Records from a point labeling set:
·····

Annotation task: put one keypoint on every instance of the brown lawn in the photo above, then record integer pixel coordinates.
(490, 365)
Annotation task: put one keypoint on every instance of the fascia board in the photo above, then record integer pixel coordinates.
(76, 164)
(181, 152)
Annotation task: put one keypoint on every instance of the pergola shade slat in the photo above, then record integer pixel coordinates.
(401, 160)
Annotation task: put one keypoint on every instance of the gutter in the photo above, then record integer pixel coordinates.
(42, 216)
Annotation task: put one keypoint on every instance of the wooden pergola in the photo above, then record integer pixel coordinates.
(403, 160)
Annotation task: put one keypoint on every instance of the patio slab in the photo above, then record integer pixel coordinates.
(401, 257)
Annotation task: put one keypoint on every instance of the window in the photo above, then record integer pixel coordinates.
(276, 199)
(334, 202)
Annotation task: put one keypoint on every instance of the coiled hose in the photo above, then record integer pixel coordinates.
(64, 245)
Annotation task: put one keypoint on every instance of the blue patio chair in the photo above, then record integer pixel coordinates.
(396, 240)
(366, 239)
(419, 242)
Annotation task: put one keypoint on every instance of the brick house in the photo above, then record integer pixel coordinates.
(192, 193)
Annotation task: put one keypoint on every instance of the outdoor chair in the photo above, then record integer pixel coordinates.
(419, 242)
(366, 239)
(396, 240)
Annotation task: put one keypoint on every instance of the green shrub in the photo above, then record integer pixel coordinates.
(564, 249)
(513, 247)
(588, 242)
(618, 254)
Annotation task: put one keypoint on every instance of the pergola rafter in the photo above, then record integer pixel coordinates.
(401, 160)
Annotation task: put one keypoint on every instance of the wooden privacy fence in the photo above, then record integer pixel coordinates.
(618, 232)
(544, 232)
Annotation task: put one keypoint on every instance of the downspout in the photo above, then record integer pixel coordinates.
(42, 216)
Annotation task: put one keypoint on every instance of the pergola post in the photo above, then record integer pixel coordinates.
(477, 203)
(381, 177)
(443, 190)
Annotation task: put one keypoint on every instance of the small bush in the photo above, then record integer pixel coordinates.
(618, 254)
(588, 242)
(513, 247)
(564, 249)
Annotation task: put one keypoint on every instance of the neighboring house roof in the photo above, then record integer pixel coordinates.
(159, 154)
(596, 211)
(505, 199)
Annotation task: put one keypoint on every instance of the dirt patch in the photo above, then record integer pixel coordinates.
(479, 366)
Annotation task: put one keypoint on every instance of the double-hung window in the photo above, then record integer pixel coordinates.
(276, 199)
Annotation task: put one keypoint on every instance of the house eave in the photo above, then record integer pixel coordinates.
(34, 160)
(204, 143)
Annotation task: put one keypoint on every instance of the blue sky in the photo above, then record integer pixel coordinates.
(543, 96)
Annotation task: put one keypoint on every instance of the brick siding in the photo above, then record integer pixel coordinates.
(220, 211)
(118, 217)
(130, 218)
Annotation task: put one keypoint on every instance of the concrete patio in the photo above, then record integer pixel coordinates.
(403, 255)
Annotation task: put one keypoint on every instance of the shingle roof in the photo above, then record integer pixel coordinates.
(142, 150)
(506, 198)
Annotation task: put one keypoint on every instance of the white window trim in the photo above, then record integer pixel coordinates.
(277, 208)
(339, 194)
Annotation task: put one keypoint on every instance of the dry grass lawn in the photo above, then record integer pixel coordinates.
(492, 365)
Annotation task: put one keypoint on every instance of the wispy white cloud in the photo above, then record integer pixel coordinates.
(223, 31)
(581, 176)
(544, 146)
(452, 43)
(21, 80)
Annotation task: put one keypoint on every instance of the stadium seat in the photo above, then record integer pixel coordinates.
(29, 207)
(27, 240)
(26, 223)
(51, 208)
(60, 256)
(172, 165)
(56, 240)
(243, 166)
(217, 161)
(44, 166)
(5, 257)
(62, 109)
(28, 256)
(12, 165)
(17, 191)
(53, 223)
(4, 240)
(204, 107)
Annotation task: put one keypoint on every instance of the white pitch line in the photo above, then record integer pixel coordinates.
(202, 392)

·····

▸ JOB
Please reproduce each line exactly as written.

▸ ANSWER TO THIS EXERCISE
Annotation task: put one keypoint on every instance of the brown lawn in the photo above, then record integer pixel coordinates.
(490, 365)
Annotation task: put one keypoint on every instance of the fascia board in the photo above, then record integer pixel coordinates.
(76, 164)
(181, 152)
Annotation task: put one keypoint on every instance of the pergola shade slat in the photo above, then record integer pixel coordinates.
(401, 160)
Annotation task: put one keypoint on every instance of the gutter in the photo above, then record integer pixel coordinates.
(42, 216)
Annotation task: put one keypoint on every instance of the wooden pergola in the photo above, then record integer pixel coordinates.
(403, 160)
Annotation task: put one keypoint on every instance of the patio slab in the photo above, then record integer pixel coordinates.
(401, 257)
Annotation task: put one keypoint on every instance of the window in the photo above, then record integer pixel coordinates.
(276, 199)
(334, 202)
Annotation task: put one keypoint on every instance of the coiled hose in the photo above, then record integer pixel coordinates.
(64, 245)
Annotation task: put one keypoint on every instance of the blue patio chair in the photo above, then record integer pixel coordinates.
(396, 240)
(366, 239)
(419, 242)
Annotation task: put one keypoint on every instance of the brick house in the photo above, then record integer pixel coordinates.
(192, 193)
Annotation task: put one keypoint on every instance of the outdoor chair in the photo above, then record integer pixel coordinates.
(419, 242)
(366, 239)
(396, 240)
Annotation task: put one keypoint on every instance of the green shrub in the photo above, then record integer pixel coordinates.
(564, 249)
(513, 247)
(588, 242)
(618, 254)
Annotation task: put one keypoint on every instance of the pergola rafter in the photo above, then record integer pixel coordinates.
(401, 160)
Annotation task: put one keypoint on every instance of the wooden privacy fence in the photo above, then record integer pixel coordinates.
(618, 232)
(544, 232)
Annotation task: put one keypoint on every instance of the downspout in the photo above, then record integer pixel coordinates.
(42, 216)
Annotation task: put one keypoint on every instance of the pergola post in the photo above, then record integer pixel coordinates.
(477, 203)
(381, 177)
(443, 190)
Annotation task: put one keypoint on every instance of the small bush in the photo above, then record integer pixel coordinates.
(618, 254)
(588, 242)
(513, 247)
(564, 249)
Annotation task: put one keypoint on every instance of the neighboring house roof in the photo above, then record integer pixel coordinates.
(159, 154)
(596, 211)
(505, 199)
Annotation task: put one keypoint on every instance of the dirt patch in the photo above, then record integer pixel coordinates.
(479, 366)
Annotation task: put one keypoint on every instance of the double-hung window in the photo above, then record integer pixel coordinates.
(276, 199)
Annotation task: put one keypoint on every instance of the house eave in the photo above, then record integer pixel coordinates.
(34, 160)
(204, 143)
Annotation task: put one keypoint on every instance of the blue sky in the photo above, then record integer pixel coordinates.
(543, 96)
Annotation task: put one keypoint on every instance of the brick siding in the photo above, then record integer pixel coordinates.
(220, 211)
(118, 217)
(130, 218)
Annotation task: put one keypoint on every instance of the concrete patio in the photo above, then record integer pixel coordinates.
(403, 255)
Annotation task: put one keypoint on every instance of the shingle roof in the photo above, then record integer pixel coordinates.
(142, 150)
(506, 198)
Annotation task: put one keypoint on every instance of the white window trim in the photo above, then record integer pixel coordinates.
(277, 208)
(339, 194)
Annotation task: put one keypoint on every instance of the dry grass lawn in the photo above, then record integer pixel coordinates.
(492, 365)
Annotation task: put one keypoint on every instance of the wispy white cloud in the photo above, then record integer pixel coordinates.
(223, 31)
(581, 176)
(544, 146)
(452, 43)
(21, 80)
Annotation task: put one keypoint on every instance of the stadium seat in the photo above, then record integer pixel coordinates.
(29, 207)
(27, 240)
(26, 223)
(51, 208)
(60, 256)
(172, 165)
(56, 240)
(243, 166)
(217, 161)
(44, 166)
(5, 257)
(62, 109)
(28, 256)
(12, 165)
(17, 191)
(53, 223)
(4, 240)
(204, 107)
Annotation task: put one keypoint on every instance of the white pitch line in the photo above, then record integer pixel coordinates.
(202, 392)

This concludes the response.